Problem statement ->
Restate word for word every entry that appears below, skipping its pictures.

★ ★ ★

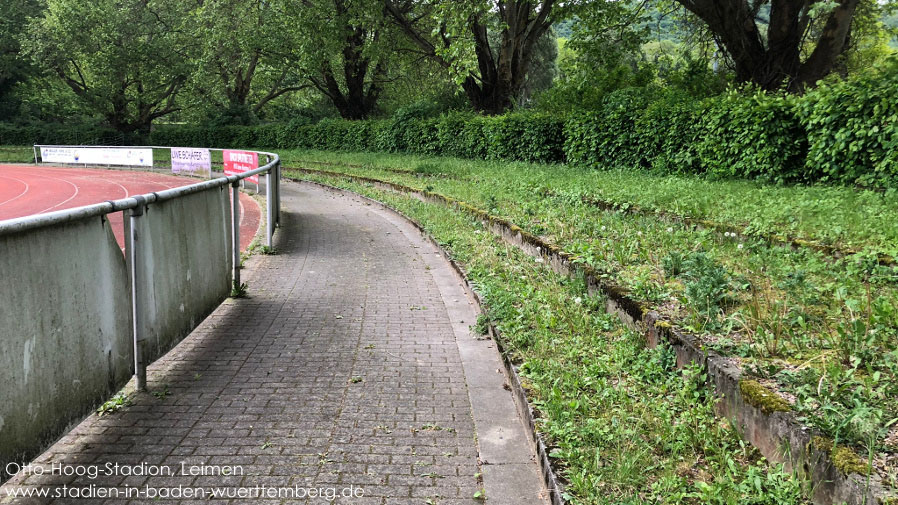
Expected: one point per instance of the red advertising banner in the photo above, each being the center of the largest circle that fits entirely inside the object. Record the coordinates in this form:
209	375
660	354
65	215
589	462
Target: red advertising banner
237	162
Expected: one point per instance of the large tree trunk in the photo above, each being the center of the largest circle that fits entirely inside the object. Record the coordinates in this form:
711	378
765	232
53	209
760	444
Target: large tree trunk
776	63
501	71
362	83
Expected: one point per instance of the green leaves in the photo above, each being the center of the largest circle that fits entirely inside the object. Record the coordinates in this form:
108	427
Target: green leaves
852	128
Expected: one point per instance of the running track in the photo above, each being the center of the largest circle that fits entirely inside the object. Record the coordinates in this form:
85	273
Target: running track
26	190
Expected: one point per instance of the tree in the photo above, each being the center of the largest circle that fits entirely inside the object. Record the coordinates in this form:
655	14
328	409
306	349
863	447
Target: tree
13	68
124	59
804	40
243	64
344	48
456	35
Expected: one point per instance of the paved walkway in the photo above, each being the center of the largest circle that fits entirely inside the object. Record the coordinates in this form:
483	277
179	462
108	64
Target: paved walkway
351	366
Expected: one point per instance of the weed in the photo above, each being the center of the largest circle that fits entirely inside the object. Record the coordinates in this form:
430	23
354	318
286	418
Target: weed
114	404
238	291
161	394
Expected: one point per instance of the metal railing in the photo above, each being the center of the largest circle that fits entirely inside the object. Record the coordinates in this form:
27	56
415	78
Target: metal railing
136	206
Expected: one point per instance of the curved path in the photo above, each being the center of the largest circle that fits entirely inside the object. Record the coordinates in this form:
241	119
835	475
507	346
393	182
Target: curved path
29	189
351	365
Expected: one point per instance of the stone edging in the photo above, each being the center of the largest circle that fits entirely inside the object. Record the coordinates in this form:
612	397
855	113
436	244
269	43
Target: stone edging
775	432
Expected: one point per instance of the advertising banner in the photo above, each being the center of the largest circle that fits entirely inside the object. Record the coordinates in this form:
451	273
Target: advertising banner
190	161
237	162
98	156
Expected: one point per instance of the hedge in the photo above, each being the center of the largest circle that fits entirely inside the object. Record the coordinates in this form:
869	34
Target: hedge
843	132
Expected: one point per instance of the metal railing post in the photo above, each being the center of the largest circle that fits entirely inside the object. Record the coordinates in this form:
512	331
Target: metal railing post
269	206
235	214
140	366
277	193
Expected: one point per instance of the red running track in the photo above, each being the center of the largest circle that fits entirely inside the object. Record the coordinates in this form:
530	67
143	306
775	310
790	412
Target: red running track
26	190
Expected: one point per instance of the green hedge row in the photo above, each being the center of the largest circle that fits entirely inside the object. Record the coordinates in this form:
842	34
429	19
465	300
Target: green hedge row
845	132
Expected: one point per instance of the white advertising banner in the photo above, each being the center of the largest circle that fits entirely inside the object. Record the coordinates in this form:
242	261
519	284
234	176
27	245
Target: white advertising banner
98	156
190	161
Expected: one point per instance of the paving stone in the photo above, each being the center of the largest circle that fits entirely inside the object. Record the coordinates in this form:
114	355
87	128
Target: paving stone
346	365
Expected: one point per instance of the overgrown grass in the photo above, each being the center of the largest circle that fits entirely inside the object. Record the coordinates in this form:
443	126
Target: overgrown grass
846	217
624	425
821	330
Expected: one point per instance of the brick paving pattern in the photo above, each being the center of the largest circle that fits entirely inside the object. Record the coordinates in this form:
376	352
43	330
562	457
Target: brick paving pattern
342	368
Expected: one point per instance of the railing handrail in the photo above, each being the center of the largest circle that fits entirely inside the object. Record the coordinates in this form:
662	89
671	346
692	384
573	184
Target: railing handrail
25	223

★ ★ ★

Response below ->
Expected: one point per instance of the red advertising banner in the photo above, each being the center of the largest circle that fits entirely inside the object. Record the coordinates in this form:
209	375
660	354
65	215
589	462
Target: red advertising banner
237	162
Expected: one point per instance of the large tree trunk in the photo above, each being the center of the largest circle that fits entirely inside the object. Record the coordinates in this form:
711	378
765	232
53	209
760	444
Target: large tree trunk
776	63
501	71
362	83
Expected: one point per instance of the green leaves in the photo above, each being the center of the largest circle that fits entirely inside the object. Record the coordinates in this form:
108	427
Target: green leaves
852	128
Expected: one point per instance of the running track in the photo above, each being the center of the largest circle that fits entirely inside the object. Record the coordinates in this form:
85	273
Target: running track
26	190
Expected: one point per instance of the tree in the photo above, each being the center of the largest circle that fits entirely inside the object. Record the coordinates in this form:
655	14
328	409
306	349
863	447
Target: tree
13	68
124	59
804	40
243	64
344	48
456	35
Expected: one point per instance of the paved walkway in the photo above, each being the center of the largest circle that fits entirely inside the object. Record the coordinates in this form:
483	277
179	462
108	64
Target: paved walkway
351	366
Expected: one point per instance of the weed in the photo above, each being the center of the largest circle that fits entirely inside the object. Record the coordinates in this form:
430	23
354	318
286	418
Target: weed
114	404
238	291
161	394
Expected: one point per instance of the metal railing in the photo above, each being the center of the largest circle that fits entirely inside the object. Record the coordinates in this form:
27	56
415	78
Target: metal railing
136	206
Expected: one point per instance of the curved path in the photo above, each being the center of the largest circle that fits entirely inside the object. Record the coordinates in this form:
241	119
835	475
507	346
393	182
Target: curved path
29	189
351	365
Expected: one point per instance of the stone edging in the photo above, each being the center of the largest circle that fits entirely inside the object. Record the coordinates in this form:
612	397
855	113
436	244
269	43
Target: stone edging
775	432
Expected: one point per instance of the advertising banner in the photo above, each being the center of the largest circle that fits entirely inside the object. Record the coordinates in this form:
451	273
Target: advertising banner
190	161
237	162
98	156
Expected: one point per instance of the hedge in the photo above, each being the center of the largest circle that fits entirely inside the object. Record the coordinates in this form:
869	34
Target: hedge
843	132
Expected: one point per instance of the metal railing post in the photo above, each being the center of the largest circle that fits entirely inside the object. Record the coordinates in this form:
512	331
Target: metal railing post
269	206
235	214
140	366
277	193
Expected: one point per instance of the red running track in the photo above, each being the center of the largest circle that fits entirely inside the object. Record the coordinates in this form:
530	67
143	306
775	310
790	412
Target: red running track
26	190
Expected: one point per instance of the green hedge row in the photo above, each being the center of the largest circle that fits entirely inside the object. Record the coordinates in this form:
842	34
429	19
465	300
Target: green hedge row
845	132
Expected: one point per instance of the white advertising banner in the photo above, each being the center of the largest circle that fits entirely inside the object. Record the coordinates in this form:
242	261
519	284
234	176
27	245
Target: white advertising banner
98	156
190	161
Expected: one point per instance of the paving stone in the photo above, each being the center of the largest circle that fits entirely inside the object. Record the coordinates in this form:
114	355
87	128
Target: paving stone
346	365
Expected: one point per instance of the overgrown grass in the photo above, each being the center of the largest circle that fits entirely inside the object. Record the coordinates in this form:
443	126
Target: overgrown grass
846	217
624	425
821	330
Expected: one point per instance of the brick paving pattern in the photo above, each being the center of the largest circle that fits entirely inside the object. Record the coordinates in this form:
376	352
43	330
562	457
Target: brick paving pattern
342	368
Expected: one point per instance of the railing handrail in the photo above, each being the center of the largest circle that fits entirely inside the object. Record the coordinates in this form:
662	89
671	346
692	384
573	184
Target: railing handrail
25	223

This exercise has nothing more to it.